NEW DAWN : UNE MISSION MARTIENNE
EUROPÉENNE À PROPULSION NUCLÉOTHERMIQUE
Avec 4 autres, cet article de « journaliste prospectiviste » a été conçu dans le cadre de l’atelier de réflexion « Enjeux Éthiques de l’Espace » de Space’ibles, l’observatoire français de prospective spatiale, initiative du CNES (liens des 5 textes en fins de cet article).
Cette collection de textes exploratoires est l’une des productions de plusieurs mois de travail au sein de Space’ibles. Ils incitent à la spéculation, ils visent à faire réagir. Nota Bene : cette collection de textes n’exprime pas une vision stratégique établie par le CNES. |
Ce texte et les 4 autres serviront lors de l’atelier de prospective design public (inscription en ligne accessible dans les jours qui viennent) qui se déroulera le 09/10/2021, à la bibliothèque de la Cité des sciences et de l’industrie, de 09:45 à 11:45, dans le cadre des Mondes Anticipés, festival nomade de prospective et d’anticipation. Le dialogue est d’ors et déjà ouvert via les commentaires de ces cinq articles.

→ EXTRAIT DE DONNÉES
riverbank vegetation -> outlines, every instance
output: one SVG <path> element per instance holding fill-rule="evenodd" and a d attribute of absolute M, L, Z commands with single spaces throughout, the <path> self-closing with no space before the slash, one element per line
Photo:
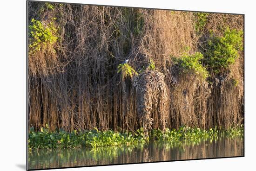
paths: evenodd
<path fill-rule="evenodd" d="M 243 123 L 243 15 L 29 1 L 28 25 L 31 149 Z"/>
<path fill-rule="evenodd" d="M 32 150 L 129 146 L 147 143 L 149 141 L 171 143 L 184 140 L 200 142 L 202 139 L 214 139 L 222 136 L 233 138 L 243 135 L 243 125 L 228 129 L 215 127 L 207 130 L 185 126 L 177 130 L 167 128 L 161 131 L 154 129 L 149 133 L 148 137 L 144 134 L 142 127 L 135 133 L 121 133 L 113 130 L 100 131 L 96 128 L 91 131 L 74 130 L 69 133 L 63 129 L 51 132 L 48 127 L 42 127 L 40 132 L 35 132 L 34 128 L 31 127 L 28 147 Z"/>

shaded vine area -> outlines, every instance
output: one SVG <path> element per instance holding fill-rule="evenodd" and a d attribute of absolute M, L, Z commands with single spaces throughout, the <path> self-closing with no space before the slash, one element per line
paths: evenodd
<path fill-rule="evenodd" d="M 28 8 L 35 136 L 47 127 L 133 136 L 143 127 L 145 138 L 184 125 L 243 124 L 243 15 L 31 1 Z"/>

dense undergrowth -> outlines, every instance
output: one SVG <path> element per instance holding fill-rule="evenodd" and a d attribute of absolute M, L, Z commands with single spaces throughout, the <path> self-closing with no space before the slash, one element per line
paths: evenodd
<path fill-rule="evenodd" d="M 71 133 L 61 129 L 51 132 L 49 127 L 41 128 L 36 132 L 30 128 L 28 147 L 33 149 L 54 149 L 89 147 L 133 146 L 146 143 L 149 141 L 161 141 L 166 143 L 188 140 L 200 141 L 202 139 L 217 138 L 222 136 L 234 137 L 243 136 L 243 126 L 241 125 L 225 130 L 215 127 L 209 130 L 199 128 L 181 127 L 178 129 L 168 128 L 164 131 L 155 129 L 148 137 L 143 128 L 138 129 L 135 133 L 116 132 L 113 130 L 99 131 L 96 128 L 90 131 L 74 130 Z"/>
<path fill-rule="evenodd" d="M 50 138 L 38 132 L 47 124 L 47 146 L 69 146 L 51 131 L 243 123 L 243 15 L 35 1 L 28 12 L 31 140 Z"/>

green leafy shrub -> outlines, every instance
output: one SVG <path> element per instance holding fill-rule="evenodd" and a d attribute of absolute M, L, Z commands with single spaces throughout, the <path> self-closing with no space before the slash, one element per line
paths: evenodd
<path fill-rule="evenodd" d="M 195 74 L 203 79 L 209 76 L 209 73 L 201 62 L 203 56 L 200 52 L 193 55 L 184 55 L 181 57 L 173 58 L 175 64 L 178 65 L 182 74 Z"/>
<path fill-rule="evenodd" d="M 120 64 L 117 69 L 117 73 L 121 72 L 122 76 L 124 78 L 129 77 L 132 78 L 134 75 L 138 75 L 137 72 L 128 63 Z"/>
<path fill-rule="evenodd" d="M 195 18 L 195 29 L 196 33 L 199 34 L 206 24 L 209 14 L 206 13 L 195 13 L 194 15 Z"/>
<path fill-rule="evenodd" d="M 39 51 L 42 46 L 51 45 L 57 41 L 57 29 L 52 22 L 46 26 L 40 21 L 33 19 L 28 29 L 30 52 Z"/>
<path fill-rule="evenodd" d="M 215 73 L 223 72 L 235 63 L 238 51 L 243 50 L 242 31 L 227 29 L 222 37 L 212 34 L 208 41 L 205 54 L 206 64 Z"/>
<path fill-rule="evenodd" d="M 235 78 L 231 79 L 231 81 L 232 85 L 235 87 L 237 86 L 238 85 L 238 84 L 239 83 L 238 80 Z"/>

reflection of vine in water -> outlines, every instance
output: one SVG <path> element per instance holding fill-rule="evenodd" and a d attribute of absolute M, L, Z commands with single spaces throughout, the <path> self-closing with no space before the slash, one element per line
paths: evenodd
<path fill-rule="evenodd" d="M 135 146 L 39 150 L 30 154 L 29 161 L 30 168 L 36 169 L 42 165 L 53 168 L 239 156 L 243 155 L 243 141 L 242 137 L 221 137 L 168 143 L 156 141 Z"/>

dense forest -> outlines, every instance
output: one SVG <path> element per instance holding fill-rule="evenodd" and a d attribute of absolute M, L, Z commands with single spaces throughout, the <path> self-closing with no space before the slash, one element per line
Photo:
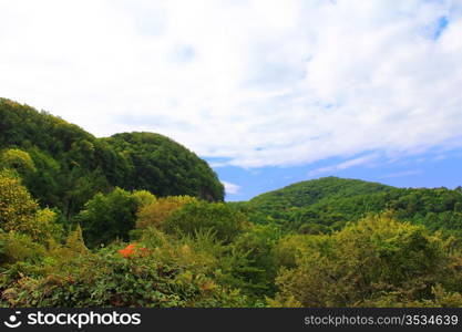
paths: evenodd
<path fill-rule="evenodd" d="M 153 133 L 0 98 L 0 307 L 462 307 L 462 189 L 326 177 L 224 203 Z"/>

→ TÂCHE
Pour chacune des affirmations ci-dessous, indiquez par oui ou par non si elle concorde avec l’extrait cité, puis reproduisez fidèlement les mots qui tranchent.
1. La collection de textes exprime une vision stratégique établie par le CNES.
2. L’atelier de prospective design public se tiendra à la bibliothèque de la Cité des sciences et de l’industrie.
3. Space’ibles est une initiative de l’Agence spatiale européenne.

→ RÉPONSE
1. Non : « cette collection de textes n’exprime pas une vision stratégique établie par le CNES ».
2. Oui : « à la bibliothèque de la Cité des sciences et de l’industrie ».
3. Non : « initiative du CNES ».